Given exercise 1:
Decide whether each statement below agrees with the passage on HistoryMacroSync, answering yes or no and quoting the deciding words of the passage. (a) Macro blocks are applied as soon as they are downloaded. (b) History chunks are verified with Merkle proofs. (c) All SyncCluster instances share one queue.
Given exercise 2:
Reproduce the passage on HistoryMacroSync word for word from "3. History Chunks" up to and including "blocks using push_history_sync()".

___ Passage ___

The HistoryMacroSync manages blockchain synchronization through parallel cluster operations. It downloads complete macro block history with transaction data, organizing work into efficient parallel streams for maximum throughput.

The HistoryMacroSync follows a cluster-based parallel request pattern:

1. RequestMacroChain → Discover available election macro block chains and epoch information
2. RequestBatchSet → Download macro blocks with validation metadata and history proofs
3. RequestHistoryChunk → Retrieve complete transaction history chunks in parallel

The complete message specifications are documented in the Network Protocol document.

Architecture Overview ​

pub struct HistoryMacroSync<TNetwork: Network> {
    pub(crate) blockchain: Arc<RwLock<Blockchain>>,
    pub(crate) network: Arc<TNetwork>,
    pub(crate) network_event_rx: SubscribeEvents<TNetwork::PeerId>,
    pub(crate) peers: HashMap<TNetwork::PeerId, usize>,
    pub(crate) epoch_ids_stream:
        FuturesUnordered<BoxFuture<'static, Option<EpochIds<TNetwork::PeerId>>>>,
    pub(crate) epoch_clusters: VecDeque<SyncCluster<TNetwork>>,
    pub(crate) checkpoint_clusters: VecDeque<SyncCluster<TNetwork>>,
    pub(crate) active_cluster: Option<SyncCluster<TNetwork>>,
    pub(crate) job_queue: VecDeque<Job<TNetwork>>,
    pub(crate) waker: Option<Waker>,
}

Step-by-Step Process ​

1. Macro Chain Discovery ​

• The node sends RequestMacroChain to peers to discover epoch IDs and identify checkpoint blocks
• Block locators help find the highest common block between the node and its peers

2. Parallel Batch Set Downloads per Cluster ​

• The node creates one or more SyncClusters instances responsible for specific epoch ranges
• It sends RequestBatchSet messages to retrieve macro blocks along with metadata
• Macro blocks are stored but not yet applied until their history is complete

3. History Chunks Downloads ​

• The node sends RequestHistoryChunk messages to download transaction history in manageable chunks
• Each SyncCluster manages its own queue, allowing multiple history chunks to be retrieved in parallel
• History chunks are verified using Merkle proofs against the macro block's history root

4. Block Application ​

• Once all required history is downloaded and verified, the node applies macro blocks using push_history_sync()

___ Supplied material ___

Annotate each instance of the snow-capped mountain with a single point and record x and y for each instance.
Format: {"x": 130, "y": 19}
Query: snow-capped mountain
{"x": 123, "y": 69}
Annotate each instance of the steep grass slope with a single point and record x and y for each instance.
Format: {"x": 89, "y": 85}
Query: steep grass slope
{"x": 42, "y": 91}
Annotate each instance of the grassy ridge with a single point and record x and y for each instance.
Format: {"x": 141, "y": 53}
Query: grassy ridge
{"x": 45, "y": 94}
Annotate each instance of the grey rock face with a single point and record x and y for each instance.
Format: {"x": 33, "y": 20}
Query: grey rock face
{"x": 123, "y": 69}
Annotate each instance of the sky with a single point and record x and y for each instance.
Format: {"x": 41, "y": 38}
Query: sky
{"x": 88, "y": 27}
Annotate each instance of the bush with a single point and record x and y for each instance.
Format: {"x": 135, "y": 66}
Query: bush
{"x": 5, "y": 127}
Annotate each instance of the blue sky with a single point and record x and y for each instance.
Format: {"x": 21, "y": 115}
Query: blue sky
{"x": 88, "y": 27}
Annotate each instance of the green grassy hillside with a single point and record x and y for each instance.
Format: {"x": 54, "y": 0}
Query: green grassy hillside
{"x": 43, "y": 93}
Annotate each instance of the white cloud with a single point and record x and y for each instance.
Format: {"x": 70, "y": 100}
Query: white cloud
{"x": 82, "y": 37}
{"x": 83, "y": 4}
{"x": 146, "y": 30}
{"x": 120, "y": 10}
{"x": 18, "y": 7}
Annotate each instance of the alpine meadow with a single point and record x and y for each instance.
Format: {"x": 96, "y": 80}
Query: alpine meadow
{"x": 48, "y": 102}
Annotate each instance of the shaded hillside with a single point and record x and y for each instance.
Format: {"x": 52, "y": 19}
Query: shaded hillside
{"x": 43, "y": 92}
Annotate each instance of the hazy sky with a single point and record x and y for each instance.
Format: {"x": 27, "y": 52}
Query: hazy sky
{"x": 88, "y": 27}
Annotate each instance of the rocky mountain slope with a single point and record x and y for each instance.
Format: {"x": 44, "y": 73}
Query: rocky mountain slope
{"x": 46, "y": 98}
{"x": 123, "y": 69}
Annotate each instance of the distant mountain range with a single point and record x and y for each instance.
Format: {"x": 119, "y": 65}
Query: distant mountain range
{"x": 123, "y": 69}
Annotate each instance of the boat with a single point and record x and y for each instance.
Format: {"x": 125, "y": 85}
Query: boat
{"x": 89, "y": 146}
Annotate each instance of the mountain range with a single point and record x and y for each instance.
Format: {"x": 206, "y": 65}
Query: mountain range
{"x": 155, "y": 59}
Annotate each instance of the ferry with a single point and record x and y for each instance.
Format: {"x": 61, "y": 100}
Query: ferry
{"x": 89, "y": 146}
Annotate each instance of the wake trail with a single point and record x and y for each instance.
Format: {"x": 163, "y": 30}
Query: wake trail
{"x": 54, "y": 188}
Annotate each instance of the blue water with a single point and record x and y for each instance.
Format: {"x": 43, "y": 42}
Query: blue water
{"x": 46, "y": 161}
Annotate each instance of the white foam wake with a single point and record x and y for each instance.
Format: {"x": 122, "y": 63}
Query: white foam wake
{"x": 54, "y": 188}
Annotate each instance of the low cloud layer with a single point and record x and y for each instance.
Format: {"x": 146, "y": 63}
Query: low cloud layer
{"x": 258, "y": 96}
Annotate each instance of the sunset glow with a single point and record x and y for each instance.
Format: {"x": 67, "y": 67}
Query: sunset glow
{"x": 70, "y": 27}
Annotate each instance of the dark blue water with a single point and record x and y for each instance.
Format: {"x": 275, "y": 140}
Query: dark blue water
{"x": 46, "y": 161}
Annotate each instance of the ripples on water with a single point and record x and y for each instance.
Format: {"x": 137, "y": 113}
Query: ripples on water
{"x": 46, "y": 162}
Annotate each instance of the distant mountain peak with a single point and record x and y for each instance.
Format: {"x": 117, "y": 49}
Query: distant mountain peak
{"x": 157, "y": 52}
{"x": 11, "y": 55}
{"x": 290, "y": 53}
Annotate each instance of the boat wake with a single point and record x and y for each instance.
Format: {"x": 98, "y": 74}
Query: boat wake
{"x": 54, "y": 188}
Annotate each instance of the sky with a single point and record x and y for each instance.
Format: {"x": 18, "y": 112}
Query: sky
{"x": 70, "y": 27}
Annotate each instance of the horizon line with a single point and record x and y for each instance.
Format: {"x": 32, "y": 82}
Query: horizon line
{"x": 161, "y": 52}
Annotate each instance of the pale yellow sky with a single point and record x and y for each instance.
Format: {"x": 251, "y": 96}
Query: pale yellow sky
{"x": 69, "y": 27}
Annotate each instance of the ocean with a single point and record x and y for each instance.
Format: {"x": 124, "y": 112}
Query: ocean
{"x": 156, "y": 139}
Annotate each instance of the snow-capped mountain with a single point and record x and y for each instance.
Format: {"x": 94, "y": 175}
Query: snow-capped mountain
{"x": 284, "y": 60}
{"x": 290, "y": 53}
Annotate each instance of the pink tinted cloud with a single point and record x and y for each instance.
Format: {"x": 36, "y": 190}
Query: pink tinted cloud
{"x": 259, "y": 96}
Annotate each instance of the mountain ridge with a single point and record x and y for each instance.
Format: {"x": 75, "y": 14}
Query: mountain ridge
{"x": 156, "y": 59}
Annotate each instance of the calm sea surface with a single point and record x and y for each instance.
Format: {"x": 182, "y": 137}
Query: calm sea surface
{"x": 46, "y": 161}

___

Full response 1:
(a) No: "Macro blocks are stored but not yet applied until their history is complete"
(b) Yes: "History chunks are verified using Merkle proofs against the macro block's history root"
(c) No: "Each SyncCluster manages its own queue"

Full response 2:
3. History Chunks Downloads ​

• The node sends RequestHistoryChunk messages to download transaction history in manageable chunks
• Each SyncCluster manages its own queue, allowing multiple history chunks to be retrieved in parallel
• History chunks are verified using Merkle proofs against the macro block's history root

4. Block Application ​

• Once all required history is downloaded and verified, the node applies macro blocks using push_history_sync()